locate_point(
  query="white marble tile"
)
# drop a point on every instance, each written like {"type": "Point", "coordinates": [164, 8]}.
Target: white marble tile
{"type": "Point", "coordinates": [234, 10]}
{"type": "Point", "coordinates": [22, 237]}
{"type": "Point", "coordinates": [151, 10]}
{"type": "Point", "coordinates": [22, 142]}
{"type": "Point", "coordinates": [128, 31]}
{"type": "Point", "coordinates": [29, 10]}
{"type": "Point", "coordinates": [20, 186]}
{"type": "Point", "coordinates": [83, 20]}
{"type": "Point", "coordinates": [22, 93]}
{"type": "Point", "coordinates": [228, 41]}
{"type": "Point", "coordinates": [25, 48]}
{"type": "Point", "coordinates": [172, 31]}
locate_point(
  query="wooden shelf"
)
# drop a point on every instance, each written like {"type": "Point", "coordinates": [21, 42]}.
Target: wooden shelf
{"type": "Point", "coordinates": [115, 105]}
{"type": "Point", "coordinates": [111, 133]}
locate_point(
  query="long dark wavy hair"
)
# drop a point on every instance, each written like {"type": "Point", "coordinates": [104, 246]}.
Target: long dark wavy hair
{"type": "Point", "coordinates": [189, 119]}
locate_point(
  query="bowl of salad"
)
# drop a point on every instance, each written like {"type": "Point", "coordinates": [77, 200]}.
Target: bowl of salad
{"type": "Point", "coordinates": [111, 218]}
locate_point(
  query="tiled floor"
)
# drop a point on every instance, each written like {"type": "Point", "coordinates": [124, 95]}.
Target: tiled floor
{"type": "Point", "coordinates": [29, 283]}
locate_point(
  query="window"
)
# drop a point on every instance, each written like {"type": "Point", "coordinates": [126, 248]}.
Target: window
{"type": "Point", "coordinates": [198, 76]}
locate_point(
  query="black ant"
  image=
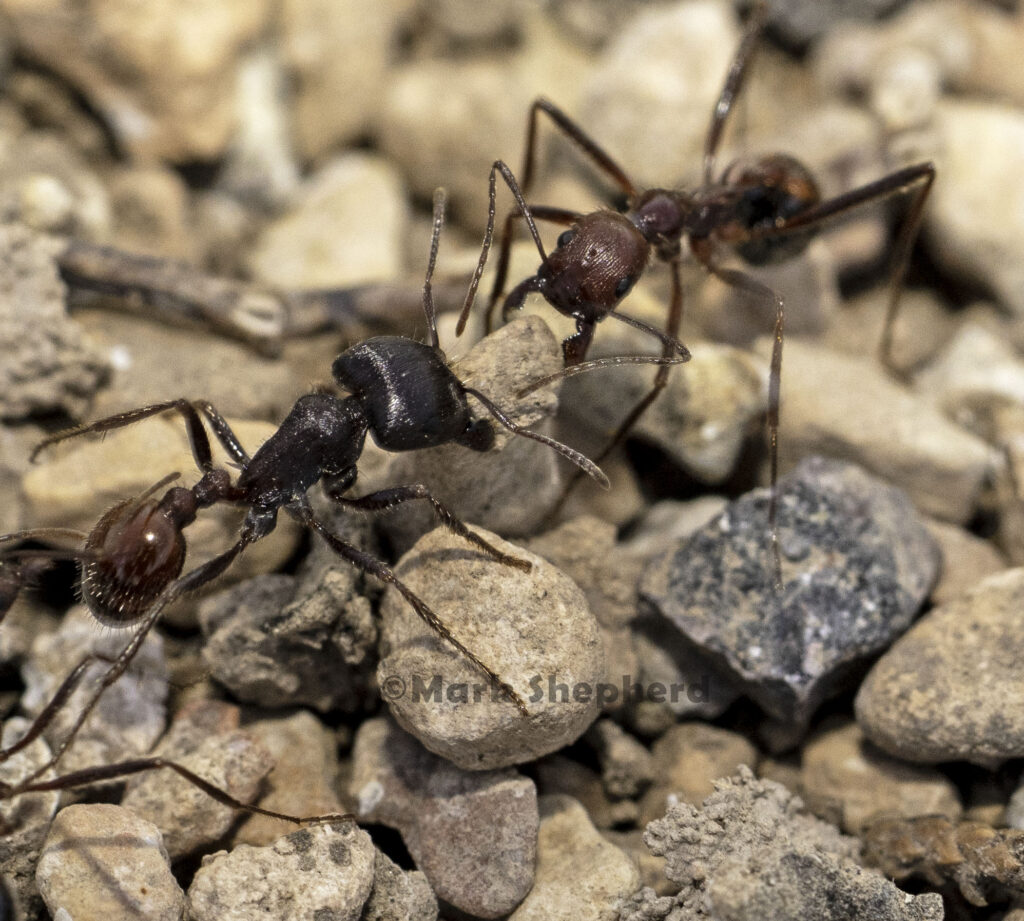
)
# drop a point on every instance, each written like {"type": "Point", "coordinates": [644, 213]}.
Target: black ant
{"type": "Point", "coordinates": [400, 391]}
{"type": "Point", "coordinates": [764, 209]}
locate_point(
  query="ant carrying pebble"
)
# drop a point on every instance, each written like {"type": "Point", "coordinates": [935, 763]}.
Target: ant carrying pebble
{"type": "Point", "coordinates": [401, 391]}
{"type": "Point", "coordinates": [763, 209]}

************

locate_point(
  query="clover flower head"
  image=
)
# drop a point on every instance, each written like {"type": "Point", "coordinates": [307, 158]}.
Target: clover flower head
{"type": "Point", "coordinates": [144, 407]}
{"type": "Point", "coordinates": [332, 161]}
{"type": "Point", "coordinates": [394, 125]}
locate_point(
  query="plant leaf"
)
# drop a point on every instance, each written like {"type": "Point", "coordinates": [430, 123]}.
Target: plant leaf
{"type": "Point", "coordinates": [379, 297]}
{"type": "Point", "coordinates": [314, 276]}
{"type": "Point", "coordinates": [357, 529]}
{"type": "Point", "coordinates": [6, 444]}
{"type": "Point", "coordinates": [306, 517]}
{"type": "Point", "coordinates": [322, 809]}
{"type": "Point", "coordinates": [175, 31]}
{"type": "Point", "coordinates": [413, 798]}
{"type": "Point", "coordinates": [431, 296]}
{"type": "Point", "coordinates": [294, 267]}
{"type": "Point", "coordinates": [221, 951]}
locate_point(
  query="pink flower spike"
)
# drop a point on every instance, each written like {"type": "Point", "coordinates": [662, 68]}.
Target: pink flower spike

************

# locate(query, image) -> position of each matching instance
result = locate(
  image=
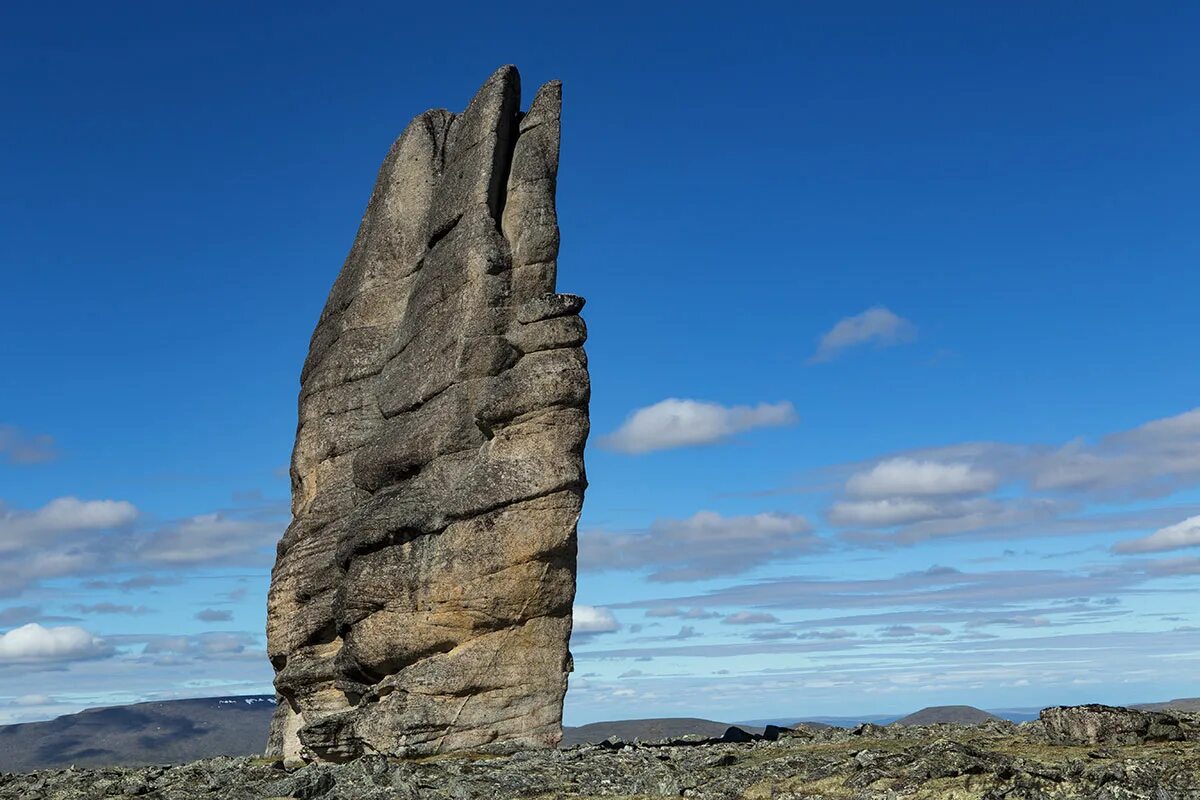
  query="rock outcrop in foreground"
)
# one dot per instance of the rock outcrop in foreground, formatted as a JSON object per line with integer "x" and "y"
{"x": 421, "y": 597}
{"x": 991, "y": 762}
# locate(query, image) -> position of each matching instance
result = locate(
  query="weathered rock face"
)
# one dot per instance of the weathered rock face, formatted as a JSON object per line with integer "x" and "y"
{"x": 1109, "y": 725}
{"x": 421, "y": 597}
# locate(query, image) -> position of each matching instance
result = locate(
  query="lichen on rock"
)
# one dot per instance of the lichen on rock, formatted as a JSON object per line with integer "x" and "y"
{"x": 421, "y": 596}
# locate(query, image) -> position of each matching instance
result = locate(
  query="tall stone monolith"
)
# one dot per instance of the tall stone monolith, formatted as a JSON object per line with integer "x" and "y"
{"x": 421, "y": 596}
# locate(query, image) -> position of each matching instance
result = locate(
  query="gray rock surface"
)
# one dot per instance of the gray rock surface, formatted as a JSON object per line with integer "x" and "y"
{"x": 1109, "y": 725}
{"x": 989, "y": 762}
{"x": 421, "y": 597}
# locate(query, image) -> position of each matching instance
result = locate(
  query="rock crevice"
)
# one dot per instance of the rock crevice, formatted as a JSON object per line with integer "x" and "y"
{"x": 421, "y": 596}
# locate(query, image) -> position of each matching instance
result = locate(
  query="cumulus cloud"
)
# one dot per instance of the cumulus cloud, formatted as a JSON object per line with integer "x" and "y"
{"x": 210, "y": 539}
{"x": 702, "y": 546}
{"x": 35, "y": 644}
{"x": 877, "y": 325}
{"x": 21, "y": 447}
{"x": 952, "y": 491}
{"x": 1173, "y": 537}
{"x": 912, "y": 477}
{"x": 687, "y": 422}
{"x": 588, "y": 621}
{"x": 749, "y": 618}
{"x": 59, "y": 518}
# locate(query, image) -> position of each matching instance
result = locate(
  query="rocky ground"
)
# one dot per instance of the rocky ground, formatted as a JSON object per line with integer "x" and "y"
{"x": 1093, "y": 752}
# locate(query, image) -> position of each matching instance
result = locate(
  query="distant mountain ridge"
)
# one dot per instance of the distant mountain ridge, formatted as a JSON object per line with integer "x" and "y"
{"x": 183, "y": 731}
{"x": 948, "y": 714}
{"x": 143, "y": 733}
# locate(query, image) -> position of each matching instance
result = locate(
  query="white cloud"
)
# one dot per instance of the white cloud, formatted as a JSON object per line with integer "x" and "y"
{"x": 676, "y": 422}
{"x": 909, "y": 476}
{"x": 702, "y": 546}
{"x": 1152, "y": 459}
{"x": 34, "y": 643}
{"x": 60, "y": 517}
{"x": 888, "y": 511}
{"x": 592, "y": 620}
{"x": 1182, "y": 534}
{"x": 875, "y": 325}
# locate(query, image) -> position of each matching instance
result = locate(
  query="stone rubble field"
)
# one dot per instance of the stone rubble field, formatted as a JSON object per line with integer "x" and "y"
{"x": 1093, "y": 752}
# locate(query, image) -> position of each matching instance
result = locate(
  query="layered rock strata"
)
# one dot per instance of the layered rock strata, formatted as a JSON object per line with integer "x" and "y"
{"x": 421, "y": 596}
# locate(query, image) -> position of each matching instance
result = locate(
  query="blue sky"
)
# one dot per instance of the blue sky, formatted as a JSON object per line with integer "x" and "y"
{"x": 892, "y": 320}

************

__課題文__: レコードのうち、文字列"monolith"を含む行をすべて抜き出してください。大文字と小文字は区別するものとします。

__解答例__:
  query="tall stone monolith"
# one dot per instance of the tall stone monolith, formatted as a JSON object per line with integer "x" and "y"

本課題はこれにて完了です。